Assigned task: Please copy out all the data. Every detail stays the same.

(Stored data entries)
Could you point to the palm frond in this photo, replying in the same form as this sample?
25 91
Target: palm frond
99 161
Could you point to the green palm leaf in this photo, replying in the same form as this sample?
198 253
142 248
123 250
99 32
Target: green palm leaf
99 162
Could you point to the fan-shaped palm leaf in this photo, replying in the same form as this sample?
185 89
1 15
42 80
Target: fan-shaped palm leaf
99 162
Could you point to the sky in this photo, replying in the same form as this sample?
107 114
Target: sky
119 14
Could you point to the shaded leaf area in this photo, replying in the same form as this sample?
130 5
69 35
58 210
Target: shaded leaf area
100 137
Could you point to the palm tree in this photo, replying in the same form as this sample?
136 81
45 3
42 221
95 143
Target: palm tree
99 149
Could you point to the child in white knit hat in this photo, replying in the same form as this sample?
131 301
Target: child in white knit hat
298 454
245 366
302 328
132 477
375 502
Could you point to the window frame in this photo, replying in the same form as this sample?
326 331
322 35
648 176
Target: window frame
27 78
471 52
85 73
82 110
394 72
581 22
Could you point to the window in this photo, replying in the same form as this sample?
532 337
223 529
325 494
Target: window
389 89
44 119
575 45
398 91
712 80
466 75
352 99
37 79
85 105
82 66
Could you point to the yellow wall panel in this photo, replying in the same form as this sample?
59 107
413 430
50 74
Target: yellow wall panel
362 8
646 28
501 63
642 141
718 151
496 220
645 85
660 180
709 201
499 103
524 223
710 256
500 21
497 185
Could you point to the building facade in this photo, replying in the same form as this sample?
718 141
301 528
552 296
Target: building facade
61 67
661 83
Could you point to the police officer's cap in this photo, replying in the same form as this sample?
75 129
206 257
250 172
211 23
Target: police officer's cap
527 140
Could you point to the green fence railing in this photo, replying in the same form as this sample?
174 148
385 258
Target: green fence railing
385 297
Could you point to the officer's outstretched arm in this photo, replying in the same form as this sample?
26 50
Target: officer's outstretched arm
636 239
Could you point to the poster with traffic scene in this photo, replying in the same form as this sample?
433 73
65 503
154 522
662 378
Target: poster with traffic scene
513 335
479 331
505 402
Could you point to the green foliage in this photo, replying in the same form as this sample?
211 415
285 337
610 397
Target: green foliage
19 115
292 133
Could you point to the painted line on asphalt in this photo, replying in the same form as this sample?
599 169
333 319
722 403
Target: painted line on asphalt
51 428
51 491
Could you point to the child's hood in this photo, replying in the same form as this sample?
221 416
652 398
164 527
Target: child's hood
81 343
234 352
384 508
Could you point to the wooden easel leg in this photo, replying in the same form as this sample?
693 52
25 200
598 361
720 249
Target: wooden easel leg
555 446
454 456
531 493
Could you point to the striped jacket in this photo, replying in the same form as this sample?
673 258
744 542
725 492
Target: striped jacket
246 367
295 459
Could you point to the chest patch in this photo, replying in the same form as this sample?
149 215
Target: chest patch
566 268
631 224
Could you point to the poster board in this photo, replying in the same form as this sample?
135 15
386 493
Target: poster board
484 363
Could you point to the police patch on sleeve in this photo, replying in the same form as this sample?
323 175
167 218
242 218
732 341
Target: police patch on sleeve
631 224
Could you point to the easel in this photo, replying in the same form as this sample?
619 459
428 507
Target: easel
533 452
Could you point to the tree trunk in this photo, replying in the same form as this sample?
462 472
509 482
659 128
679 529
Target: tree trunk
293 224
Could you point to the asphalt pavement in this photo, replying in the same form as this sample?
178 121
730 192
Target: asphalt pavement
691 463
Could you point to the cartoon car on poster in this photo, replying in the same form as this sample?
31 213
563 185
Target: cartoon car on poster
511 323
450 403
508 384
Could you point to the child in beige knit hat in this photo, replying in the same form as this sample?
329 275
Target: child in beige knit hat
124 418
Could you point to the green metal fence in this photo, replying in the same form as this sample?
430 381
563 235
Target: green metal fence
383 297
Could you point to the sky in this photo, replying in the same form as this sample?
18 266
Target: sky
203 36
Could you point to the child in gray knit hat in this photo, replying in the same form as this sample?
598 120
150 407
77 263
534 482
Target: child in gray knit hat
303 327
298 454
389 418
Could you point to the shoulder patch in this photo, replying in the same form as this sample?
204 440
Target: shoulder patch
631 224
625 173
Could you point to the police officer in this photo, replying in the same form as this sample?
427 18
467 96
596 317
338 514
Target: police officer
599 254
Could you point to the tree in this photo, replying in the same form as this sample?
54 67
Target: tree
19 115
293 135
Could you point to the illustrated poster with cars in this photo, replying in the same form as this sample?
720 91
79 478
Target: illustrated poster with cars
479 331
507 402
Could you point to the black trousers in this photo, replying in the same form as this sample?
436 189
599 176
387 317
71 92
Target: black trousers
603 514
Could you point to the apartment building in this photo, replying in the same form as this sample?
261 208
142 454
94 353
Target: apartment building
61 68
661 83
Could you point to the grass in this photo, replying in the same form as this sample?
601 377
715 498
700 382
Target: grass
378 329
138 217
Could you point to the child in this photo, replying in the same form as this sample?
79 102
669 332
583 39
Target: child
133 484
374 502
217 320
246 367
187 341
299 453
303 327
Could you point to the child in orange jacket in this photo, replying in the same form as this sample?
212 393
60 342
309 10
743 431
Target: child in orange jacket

Solution for this problem:
Could you point to the palm frond in this photo, replying in the same form as this sample?
25 91
Target: palm frond
99 161
Could you point to the green palm leaf in this photo, replying in the same form as this sample?
198 253
142 248
123 250
99 32
Target: green palm leaf
99 162
Could you point to the fan-shaped palm leaf in this photo, replying in the same form as this sample?
185 89
1 15
42 80
Target: fan-shaped palm leaf
99 162
Could you point to the sky in this photo, replying in the same form as this sample?
107 114
Target: sky
119 14
Could you point to the shaded leaf area in this photo, replying in the same form as this sample?
130 5
69 35
58 210
Target: shaded leaf area
100 137
Could you point to the palm tree in this photo, replying in the same form as this sample?
136 81
45 3
42 221
95 143
Target: palm tree
99 149
Could you point to the child in white knit hat in this photo, replying in the same form as this sample?
131 301
Target: child in white knit hat
298 454
245 366
302 328
132 477
375 502
Could you point to the window frame in this photo, replying in the same form as this sample?
326 331
322 35
648 176
Target: window frame
27 78
471 52
85 73
82 110
394 72
581 22
Could you point to the window in this photo, replying in the same form as this sample?
532 337
223 529
325 494
Target: window
389 89
44 119
575 45
398 91
712 80
466 75
352 99
37 79
85 105
82 66
Could you point to the yellow wall panel in this photo, replying in the same form as this sample?
59 107
413 430
50 74
Target: yellow wall panel
362 8
646 28
501 63
642 141
718 151
496 220
645 85
660 180
709 201
499 103
524 223
710 256
500 21
497 185
Could you point to the building facade in this photo, replying in the same form as this sample?
718 141
301 528
552 296
Target: building facade
61 67
661 83
Could you point to the police officer's cap in this photo, replying in the same form as this sample?
75 129
206 257
250 172
211 23
Target: police officer's cap
527 140
Could you point to the green fence railing in this photo, replying in the same form as this sample?
174 148
385 258
Target: green fence railing
385 297
Could you point to the officer's outstretched arm in this photo, replying in the same form as this sample?
26 50
Target: officer's outstretched arm
636 239
Could you point to the poster with traffic scene in this photo, replying in the same form as this sample?
433 73
65 503
154 522
662 378
Target: poster with traffic scene
513 335
479 331
505 402
Could you point to the green foliage in this photo, replying in the same form as this sample?
211 415
285 337
610 397
Target: green foliage
19 115
292 133
Could you point to the painted line on asphalt in this photo, replying in the same form as this sample?
599 169
333 319
722 403
Target: painted line on asphalt
51 428
51 491
Could you point to the child's hood in this photo, replying in the same form as this sample?
221 416
652 398
164 527
Target: child's hood
81 343
234 352
384 508
Could you point to the wooden easel leg in this photo, replying in the same form as this sample?
693 52
25 200
598 361
720 249
Target: wooden easel leg
555 446
454 456
531 493
Could you point to the striped jacket in this photo, replying in the same form as this sample?
673 258
744 542
725 492
Target: striped jacket
246 367
295 459
Could you point to the chest patch in this photo, replying in the same form as this sample?
149 215
Target: chest patch
566 268
631 224
Could you point to the poster board in this photo, replying in the same form as this sample?
135 15
386 493
Target: poster board
484 363
Could you point to the police patch on sleeve in this photo, replying in the same form as this sample?
323 175
167 218
242 218
732 341
Target: police patch on sleeve
631 224
Could you point to the easel in this photo, replying in the same form as this sample?
619 459
428 507
Target: easel
533 452
Could you point to the tree trunk in this photo, replying in the same form as this sample?
462 472
509 482
659 128
679 529
Target: tree trunk
293 224
Could you point to the asphalt pavement in this photo, replying in the same form as this sample?
178 121
730 192
Target: asphalt pavement
691 463
Could you point to the cartoon car on poster in this photo, replying in the same form as this sample?
31 213
563 185
Target: cartoon car on poster
511 323
450 403
508 384
Could you point to the child in beige knit hat in this photo, replying in the same form as this sample?
329 275
Target: child in beige knit hat
124 418
Could you point to the green metal fence in this photo, replying in the same form as this sample?
430 381
563 235
Target: green metal fence
383 297
Could you point to the sky in this photo, replying in the same form as this sample?
18 266
Target: sky
203 36
Could you point to the child in gray knit hat in this photo, replying in the same form as this sample?
598 120
150 407
77 263
534 482
Target: child in gray knit hat
303 327
298 454
389 418
Could you point to the shoulder patch in this photo, replying in the same form as this sample?
204 440
Target: shoulder patch
631 224
625 173
Could you point to the police officer in this photo, replying in the same form as this sample?
427 18
467 96
596 317
338 514
Target: police officer
599 254
Could you point to the tree in this photo, replying in the same form as this sample?
54 67
Target: tree
19 115
293 135
Could you point to the illustrated poster with cars in this photo, replying in the same form as this sample?
720 91
79 478
Target: illustrated poster with cars
479 331
507 402
Could you point to the black trousers in this photo, replying in the same form as this sample?
436 189
599 176
387 317
71 92
Target: black trousers
603 514
Could you point to the apartment building in this photo, replying in the same form as this sample?
261 208
142 454
94 353
Target: apartment building
61 68
661 83
Could you point to the grass in this photo, replying in the same form as this sample?
601 377
715 498
700 382
Target: grass
378 329
138 217
Could you point to the child in this photo, replying in the same form as this sample?
79 102
669 332
583 39
Target: child
133 484
374 502
217 320
246 367
187 341
299 453
303 327
Could you point to the child in orange jacket in this photo, replying in the same form as this sample?
212 393
60 342
309 10
743 431
Target: child in orange jacket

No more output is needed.